Supplied data:
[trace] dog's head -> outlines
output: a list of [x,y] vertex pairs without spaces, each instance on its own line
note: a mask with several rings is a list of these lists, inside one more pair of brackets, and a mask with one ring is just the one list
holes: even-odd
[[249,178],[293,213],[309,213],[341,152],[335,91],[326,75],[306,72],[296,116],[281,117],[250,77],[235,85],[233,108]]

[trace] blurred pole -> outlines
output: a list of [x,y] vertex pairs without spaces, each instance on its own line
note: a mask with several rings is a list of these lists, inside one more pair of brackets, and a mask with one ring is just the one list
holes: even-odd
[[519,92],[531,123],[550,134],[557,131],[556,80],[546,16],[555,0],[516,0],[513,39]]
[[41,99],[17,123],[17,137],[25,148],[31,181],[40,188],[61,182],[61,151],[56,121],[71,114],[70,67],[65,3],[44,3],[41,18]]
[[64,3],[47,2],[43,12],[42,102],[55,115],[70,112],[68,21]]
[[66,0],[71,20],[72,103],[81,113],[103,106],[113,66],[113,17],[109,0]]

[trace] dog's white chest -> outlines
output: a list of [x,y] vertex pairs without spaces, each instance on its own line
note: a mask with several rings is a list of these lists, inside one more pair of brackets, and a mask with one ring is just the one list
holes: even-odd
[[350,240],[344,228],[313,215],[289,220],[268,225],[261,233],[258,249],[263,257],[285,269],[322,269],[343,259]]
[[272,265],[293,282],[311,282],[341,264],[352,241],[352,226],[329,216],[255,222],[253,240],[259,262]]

Exercise details:
The full listing must be retyped precisely, with no line left out.

Answer space:
[trace] dog's head -> outlines
output: a list of [x,y] vertex pairs without spaces, each instance on its own line
note: a mask with several rings is a list of these lists, inside one more pair of brackets, and a mask with one ring is just the one list
holes: even-odd
[[249,178],[293,213],[309,213],[341,152],[335,91],[326,75],[306,72],[296,116],[281,117],[250,77],[235,85],[233,108]]

[trace] blurred pole -> outlines
output: a list of [x,y] vertex pairs without spaces, each instance on its own line
note: a mask with several rings is a list of these lists, inside one more pair of brackets, and a mask with one ring is just the one list
holes: even-odd
[[519,92],[531,123],[550,134],[557,131],[556,80],[546,16],[555,0],[516,0],[513,39]]
[[41,99],[17,123],[17,137],[25,148],[31,181],[40,188],[61,182],[61,151],[56,121],[71,114],[70,67],[65,3],[44,3],[41,18]]
[[64,3],[47,2],[43,12],[42,102],[55,115],[70,112],[68,21]]
[[66,0],[71,20],[72,103],[81,113],[103,106],[113,66],[113,17],[109,0]]

[trace] dog's white chest -> outlines
output: a list of [x,y] vertex pairs without spaces, each instance on its own line
note: a mask with several rings is a list of these lists, inside one more pair of brackets, and a mask with one ring is just the one list
holes: even-odd
[[350,240],[344,228],[313,215],[289,220],[268,225],[261,233],[258,249],[263,257],[285,269],[322,269],[343,259]]
[[272,265],[293,282],[311,282],[341,264],[352,241],[352,226],[329,216],[255,222],[253,240],[259,262]]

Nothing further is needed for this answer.